PROBLEM REQUIREMENTS »
Write out the material below again, swapping "railing" for "handrail" wherever it appears and leaving everything else unchanged.

ENTRIES SHOWN »

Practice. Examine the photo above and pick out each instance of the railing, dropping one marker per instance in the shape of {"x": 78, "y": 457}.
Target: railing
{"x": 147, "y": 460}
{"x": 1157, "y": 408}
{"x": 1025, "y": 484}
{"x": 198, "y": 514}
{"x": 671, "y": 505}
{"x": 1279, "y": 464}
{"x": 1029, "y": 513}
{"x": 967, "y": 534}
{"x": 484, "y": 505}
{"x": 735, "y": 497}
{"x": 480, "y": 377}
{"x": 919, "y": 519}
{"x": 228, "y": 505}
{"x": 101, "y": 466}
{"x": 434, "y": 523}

RESPONSE BELOW »
Practice. Examine the photo above and pick out each instance of the handrail, dropping one marker per instance in the shape of {"x": 78, "y": 457}.
Target: handrail
{"x": 147, "y": 460}
{"x": 1157, "y": 408}
{"x": 1025, "y": 484}
{"x": 198, "y": 514}
{"x": 671, "y": 505}
{"x": 1279, "y": 464}
{"x": 1029, "y": 513}
{"x": 967, "y": 534}
{"x": 484, "y": 505}
{"x": 735, "y": 497}
{"x": 480, "y": 377}
{"x": 919, "y": 519}
{"x": 228, "y": 505}
{"x": 101, "y": 466}
{"x": 434, "y": 523}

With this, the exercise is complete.